Change "balcony" to "terrace" in the part of the material that opens with the line containing "If it's not too much trouble, could you detect the balcony" and closes with the line containing "[0,189,396,300]". Return only that part, with everything else left as it is.

(Records from a data collection)
^^^^^^^^^^^^^^^^

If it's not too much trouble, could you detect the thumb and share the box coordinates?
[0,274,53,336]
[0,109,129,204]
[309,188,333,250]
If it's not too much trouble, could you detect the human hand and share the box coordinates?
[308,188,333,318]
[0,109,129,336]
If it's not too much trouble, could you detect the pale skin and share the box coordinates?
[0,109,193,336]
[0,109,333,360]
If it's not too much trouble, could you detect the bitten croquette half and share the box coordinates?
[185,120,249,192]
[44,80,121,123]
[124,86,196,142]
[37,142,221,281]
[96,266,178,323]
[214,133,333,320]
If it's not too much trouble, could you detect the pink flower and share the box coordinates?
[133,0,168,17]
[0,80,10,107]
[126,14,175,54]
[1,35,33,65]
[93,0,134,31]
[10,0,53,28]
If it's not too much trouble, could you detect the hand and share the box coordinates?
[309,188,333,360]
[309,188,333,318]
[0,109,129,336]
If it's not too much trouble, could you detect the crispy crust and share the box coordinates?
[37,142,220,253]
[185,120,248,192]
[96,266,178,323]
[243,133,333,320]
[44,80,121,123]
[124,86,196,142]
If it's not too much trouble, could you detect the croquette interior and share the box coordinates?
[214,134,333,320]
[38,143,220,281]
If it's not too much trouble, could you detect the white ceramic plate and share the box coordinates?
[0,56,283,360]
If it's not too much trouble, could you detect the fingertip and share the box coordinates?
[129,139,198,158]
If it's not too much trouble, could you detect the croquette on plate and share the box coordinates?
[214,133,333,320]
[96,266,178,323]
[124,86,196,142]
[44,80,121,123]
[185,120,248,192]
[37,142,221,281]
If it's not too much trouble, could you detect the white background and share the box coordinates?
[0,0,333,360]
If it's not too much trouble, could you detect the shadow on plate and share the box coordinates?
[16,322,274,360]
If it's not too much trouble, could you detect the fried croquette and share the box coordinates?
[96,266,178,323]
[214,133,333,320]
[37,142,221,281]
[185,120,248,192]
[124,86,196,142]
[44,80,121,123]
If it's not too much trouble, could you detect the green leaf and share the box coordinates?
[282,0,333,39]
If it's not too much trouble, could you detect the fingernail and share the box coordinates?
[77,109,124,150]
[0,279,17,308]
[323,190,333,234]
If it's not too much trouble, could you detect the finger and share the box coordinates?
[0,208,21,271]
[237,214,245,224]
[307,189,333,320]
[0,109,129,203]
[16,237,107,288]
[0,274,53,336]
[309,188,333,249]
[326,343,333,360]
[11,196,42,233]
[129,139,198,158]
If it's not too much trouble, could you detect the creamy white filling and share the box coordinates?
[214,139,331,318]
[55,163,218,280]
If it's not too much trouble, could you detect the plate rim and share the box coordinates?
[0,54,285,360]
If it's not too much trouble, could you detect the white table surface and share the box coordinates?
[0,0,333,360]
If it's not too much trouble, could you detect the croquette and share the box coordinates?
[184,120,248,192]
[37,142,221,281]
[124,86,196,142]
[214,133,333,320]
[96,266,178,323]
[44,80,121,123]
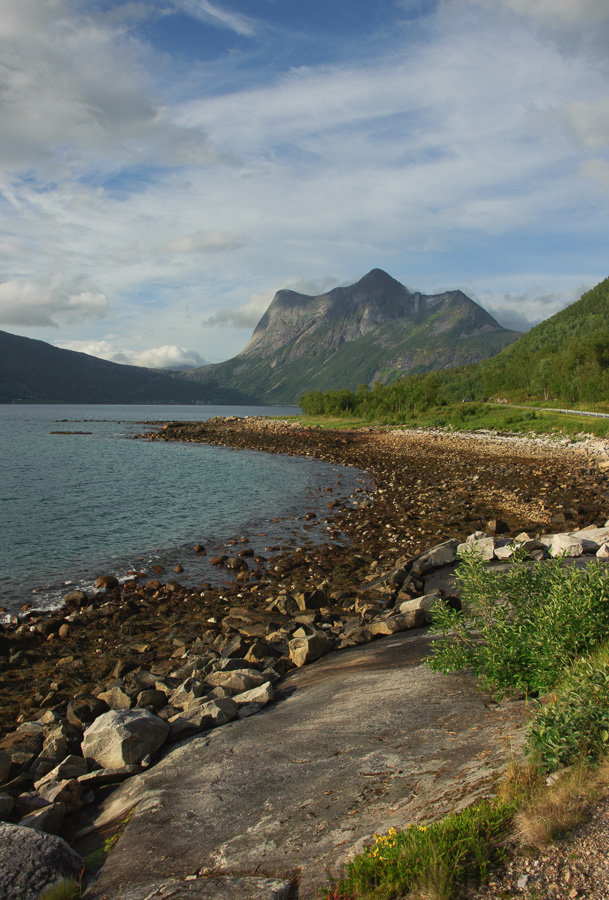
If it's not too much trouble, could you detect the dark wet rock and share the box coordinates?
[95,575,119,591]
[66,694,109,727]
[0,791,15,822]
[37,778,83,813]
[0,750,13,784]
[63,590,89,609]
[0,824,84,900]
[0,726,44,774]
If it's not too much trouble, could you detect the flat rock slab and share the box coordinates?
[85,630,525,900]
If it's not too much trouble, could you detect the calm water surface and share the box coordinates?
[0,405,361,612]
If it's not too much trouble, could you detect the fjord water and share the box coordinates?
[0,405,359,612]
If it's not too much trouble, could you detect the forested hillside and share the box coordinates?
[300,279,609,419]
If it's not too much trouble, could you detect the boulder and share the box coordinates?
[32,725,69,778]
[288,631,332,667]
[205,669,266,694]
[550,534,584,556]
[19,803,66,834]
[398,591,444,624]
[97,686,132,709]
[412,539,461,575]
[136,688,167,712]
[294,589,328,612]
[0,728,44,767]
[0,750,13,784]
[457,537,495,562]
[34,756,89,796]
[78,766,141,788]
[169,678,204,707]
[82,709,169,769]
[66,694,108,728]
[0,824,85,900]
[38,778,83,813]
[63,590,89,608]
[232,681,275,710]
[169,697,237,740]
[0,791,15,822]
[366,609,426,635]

^^^^^^^^^^^^^^^^

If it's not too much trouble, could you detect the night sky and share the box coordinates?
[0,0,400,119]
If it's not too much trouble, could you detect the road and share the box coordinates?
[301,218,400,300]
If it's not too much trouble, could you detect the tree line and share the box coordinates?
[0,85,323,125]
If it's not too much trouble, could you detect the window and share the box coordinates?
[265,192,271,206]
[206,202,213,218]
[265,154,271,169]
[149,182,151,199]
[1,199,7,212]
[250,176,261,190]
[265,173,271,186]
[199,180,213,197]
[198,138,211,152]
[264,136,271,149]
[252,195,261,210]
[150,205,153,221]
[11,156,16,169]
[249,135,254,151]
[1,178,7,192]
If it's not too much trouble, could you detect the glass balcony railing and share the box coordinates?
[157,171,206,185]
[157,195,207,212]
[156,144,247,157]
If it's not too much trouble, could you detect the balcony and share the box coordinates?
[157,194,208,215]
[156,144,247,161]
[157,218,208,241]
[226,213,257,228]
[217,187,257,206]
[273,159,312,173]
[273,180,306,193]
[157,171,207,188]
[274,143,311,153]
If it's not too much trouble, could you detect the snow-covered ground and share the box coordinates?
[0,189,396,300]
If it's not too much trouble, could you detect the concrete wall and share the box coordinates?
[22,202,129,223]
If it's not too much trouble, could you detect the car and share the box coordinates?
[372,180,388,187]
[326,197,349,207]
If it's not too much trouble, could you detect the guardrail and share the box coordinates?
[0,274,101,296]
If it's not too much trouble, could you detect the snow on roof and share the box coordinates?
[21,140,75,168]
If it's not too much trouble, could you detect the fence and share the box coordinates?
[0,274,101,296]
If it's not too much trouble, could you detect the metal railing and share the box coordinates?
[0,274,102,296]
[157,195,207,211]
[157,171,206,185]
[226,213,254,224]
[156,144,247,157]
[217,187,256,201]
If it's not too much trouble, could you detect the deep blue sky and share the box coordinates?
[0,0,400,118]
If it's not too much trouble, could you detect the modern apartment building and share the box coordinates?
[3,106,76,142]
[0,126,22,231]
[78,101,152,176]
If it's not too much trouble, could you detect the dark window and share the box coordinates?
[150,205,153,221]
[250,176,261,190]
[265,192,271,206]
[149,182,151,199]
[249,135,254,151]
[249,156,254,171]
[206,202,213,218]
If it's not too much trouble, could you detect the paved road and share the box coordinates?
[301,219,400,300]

^^^^^^^^^^^^^^^^

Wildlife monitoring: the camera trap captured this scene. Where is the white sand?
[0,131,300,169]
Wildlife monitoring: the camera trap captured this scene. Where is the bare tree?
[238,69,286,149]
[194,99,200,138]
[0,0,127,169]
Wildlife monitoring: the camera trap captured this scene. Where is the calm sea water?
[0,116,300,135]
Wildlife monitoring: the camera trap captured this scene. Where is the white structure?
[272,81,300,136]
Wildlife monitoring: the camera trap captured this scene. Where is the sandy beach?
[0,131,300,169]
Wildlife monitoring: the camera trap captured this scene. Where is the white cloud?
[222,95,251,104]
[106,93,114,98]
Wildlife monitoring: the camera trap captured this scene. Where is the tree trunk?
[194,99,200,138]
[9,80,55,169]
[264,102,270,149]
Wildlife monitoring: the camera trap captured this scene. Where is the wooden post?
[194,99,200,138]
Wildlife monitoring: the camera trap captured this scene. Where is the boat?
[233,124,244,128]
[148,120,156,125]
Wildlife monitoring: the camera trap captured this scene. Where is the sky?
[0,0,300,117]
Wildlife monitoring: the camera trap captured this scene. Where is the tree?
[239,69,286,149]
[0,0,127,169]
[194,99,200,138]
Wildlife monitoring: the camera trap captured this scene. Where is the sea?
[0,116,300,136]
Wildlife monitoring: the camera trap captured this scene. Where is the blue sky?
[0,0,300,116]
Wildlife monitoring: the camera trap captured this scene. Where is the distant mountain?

^^^^^^^^^^^^^^^^

- Solved exercise -
If it's not too much trouble, could you detect the terrace and share the box coordinates?
[157,194,208,215]
[156,144,247,161]
[157,218,208,241]
[226,213,257,228]
[217,187,257,206]
[273,159,312,173]
[273,180,306,193]
[157,171,207,188]
[274,143,311,153]
If it's not too much trouble, could you detect the snow-covered ground and share the box coordinates?
[0,189,396,300]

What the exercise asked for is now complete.